- **What to do**
Could you quote every one of the records below word for word, without changing anything?
---
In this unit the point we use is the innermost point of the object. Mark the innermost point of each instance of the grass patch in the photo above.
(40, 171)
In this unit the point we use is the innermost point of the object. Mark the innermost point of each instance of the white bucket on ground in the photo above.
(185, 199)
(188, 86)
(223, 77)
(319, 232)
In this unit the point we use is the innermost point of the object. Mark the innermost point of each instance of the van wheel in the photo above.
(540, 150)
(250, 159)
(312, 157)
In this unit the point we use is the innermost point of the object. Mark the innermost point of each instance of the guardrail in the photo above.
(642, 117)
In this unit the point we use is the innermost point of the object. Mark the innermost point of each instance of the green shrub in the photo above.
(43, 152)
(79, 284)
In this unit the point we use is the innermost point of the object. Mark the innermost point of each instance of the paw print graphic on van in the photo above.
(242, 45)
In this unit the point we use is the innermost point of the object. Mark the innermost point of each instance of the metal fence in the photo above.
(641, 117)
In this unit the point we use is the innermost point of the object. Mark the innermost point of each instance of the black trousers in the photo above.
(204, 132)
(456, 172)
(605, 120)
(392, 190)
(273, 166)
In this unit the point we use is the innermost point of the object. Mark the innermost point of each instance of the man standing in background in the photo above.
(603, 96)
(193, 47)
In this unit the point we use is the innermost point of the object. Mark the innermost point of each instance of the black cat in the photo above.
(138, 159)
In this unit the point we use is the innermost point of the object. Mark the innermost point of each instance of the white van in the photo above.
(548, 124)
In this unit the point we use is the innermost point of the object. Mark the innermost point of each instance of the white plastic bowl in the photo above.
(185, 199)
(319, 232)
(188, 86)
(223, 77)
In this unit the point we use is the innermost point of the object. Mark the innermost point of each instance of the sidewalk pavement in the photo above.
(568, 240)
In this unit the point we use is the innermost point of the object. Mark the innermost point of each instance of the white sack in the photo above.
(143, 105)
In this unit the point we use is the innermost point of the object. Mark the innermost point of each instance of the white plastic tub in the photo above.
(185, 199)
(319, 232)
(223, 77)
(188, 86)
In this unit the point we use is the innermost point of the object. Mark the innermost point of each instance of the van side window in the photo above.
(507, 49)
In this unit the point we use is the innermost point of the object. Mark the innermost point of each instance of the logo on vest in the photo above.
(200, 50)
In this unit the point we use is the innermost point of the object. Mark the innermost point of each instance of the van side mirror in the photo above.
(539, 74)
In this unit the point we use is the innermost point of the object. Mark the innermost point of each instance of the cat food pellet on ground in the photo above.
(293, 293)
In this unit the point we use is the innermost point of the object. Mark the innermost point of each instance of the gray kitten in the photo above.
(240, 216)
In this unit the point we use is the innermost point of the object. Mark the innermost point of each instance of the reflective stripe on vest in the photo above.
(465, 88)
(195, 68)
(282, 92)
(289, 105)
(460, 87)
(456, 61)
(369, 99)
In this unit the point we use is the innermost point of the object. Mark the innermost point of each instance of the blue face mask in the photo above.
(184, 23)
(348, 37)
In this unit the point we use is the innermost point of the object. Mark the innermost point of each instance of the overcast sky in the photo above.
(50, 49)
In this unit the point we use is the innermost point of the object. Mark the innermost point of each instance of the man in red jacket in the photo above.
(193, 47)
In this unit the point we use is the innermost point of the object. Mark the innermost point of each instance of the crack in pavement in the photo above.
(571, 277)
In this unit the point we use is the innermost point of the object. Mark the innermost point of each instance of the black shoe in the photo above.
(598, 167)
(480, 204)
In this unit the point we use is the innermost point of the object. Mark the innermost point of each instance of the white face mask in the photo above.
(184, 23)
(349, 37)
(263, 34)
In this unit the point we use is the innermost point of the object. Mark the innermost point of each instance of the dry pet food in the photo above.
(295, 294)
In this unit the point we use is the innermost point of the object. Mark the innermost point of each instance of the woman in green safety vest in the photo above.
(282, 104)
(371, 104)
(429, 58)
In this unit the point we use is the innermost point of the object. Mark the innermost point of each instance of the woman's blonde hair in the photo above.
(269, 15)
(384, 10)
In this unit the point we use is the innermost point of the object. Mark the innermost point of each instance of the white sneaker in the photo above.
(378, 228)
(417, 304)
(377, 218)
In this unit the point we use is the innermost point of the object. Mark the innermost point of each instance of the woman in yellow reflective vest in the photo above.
---
- **Exercise answer**
In this unit the point we use is the innermost point of the object. Mark the innermost point of each instance of the grass patch in the photo above.
(40, 171)
In this unit the point we use is the innermost point of the object. Mark the innermost point of each instance of the white bucket on ground in the photo above.
(185, 199)
(188, 86)
(223, 77)
(319, 232)
In this unit the point we use is the innermost point of the object. Mark the innermost point of each instance of the van wheel in the photo above.
(540, 150)
(250, 159)
(312, 157)
In this unit the point we use is the innermost point of the object. Mark the innermost point of each instance of the guardrail in the photo above.
(642, 117)
In this unit the point we use is the innermost point of the object. Mark the innermost point of each instance of the green shrub in the photo above.
(43, 152)
(79, 284)
In this unit the point we use is the innermost point of the object. Mark the innermost point of each instance of the paw print graphic on van in the photo above.
(242, 45)
In this unit the point we use is the innermost point of the object. Mark the innermost point of each instance of the metal fence in the photo above.
(641, 117)
In this unit the point we use is the innermost point of the object. Mark the innermost point of each instance of the black trousers in the photo above.
(204, 132)
(456, 172)
(605, 120)
(392, 190)
(273, 166)
In this unit the point we use is the innermost point of the object. Mark the innermost point of each instance of the man standing in background in the photo above.
(603, 96)
(193, 47)
In this unit the point we use is the innermost point of the object. Mark the innermost point of each instance of the black cat in the photo above.
(138, 159)
In this unit the point we use is the innermost point of the object. Mark the innermost point of each instance of the white van in the photo above.
(548, 124)
In this unit the point we use is the innermost point of the object. Mark the innermost point of each instance of the white plastic bowl in the photo above.
(185, 199)
(319, 232)
(188, 86)
(223, 77)
In this unit the point we use is the innermost point of the object. Mark the innermost point of each instance of the sidewalk pavement in the photo above.
(568, 240)
In this unit the point we use is the innermost point of the object. Mark the innermost point of each instance of the white sack in the photo above.
(143, 105)
In this unit the point we use is the innermost point of the object. Mark the innermost point of each instance of the white plastic tub in the photo above.
(185, 199)
(319, 232)
(223, 77)
(188, 86)
In this unit the point we use is the innermost point of the object. Mark the innermost point of each instance of the van side window in the photo above.
(507, 49)
In this unit the point we use is the innermost point of the object. Mark the innermost point of each instance of the logo on vest in the photo above.
(200, 50)
In this unit the point we use is the innermost point of the object. Mark the innermost point of each instance of the van side mirror in the photo above.
(539, 74)
In this unit the point we use is the innermost point of the object. Mark the innermost point of each instance of the cat food pellet on ground in the photo above.
(293, 293)
In this unit the point we use is the innermost point of the object. Mark the innermost point of each instance of the gray kitten in the photo above.
(240, 216)
In this unit the point we use is the innermost point of the object. Mark the innermost point of each instance of the reflective stripe on vest in the photo above.
(465, 88)
(195, 68)
(282, 92)
(289, 105)
(460, 87)
(456, 61)
(369, 99)
In this unit the point we use is the innermost point of the object. Mark the innermost point of each instance of the blue face mask in the photo above.
(184, 23)
(348, 37)
In this unit the point we use is the innermost point of the object. Mark the innermost point of each instance of the overcast sky in the photo above.
(50, 49)
In this unit the point we use is the innermost point of the object. Mark the innermost point of each instance of the man in red jacket in the photo above.
(193, 47)
In this unit the point we use is the innermost point of the object. Mark the innermost point of each instance of the crack in pavement in the photo above.
(571, 277)
In this unit the point we use is the innermost point of the object. Mark the innermost point of each instance of the black shoe in the photo above.
(598, 167)
(480, 204)
In this unit the point we use is the innermost point of the object. Mark the innermost point of each instance of the white face mask in the photo above.
(184, 23)
(349, 37)
(263, 34)
In this unit the point we use is the innermost point of the object. Mark the innermost point of each instance of the dry pet food in the photo above.
(295, 294)
In this unit the point we use is the innermost point of the object. Mark the innermost point of each instance of the woman in green safety vest in the photo above.
(282, 104)
(371, 104)
(429, 58)
In this unit the point we use is the innermost point of the object. Mark the innermost point of each instance of the woman's blonde hair in the photo above.
(269, 15)
(384, 10)
In this unit the point we use is the innermost point of the object. Mark the innermost point of each instance of the white sneaker in the photo above.
(378, 228)
(417, 304)
(377, 218)
In this unit the point we use is the innermost point of the object. Mark the innermost point of each instance of the woman in yellow reflective vest in the photo above.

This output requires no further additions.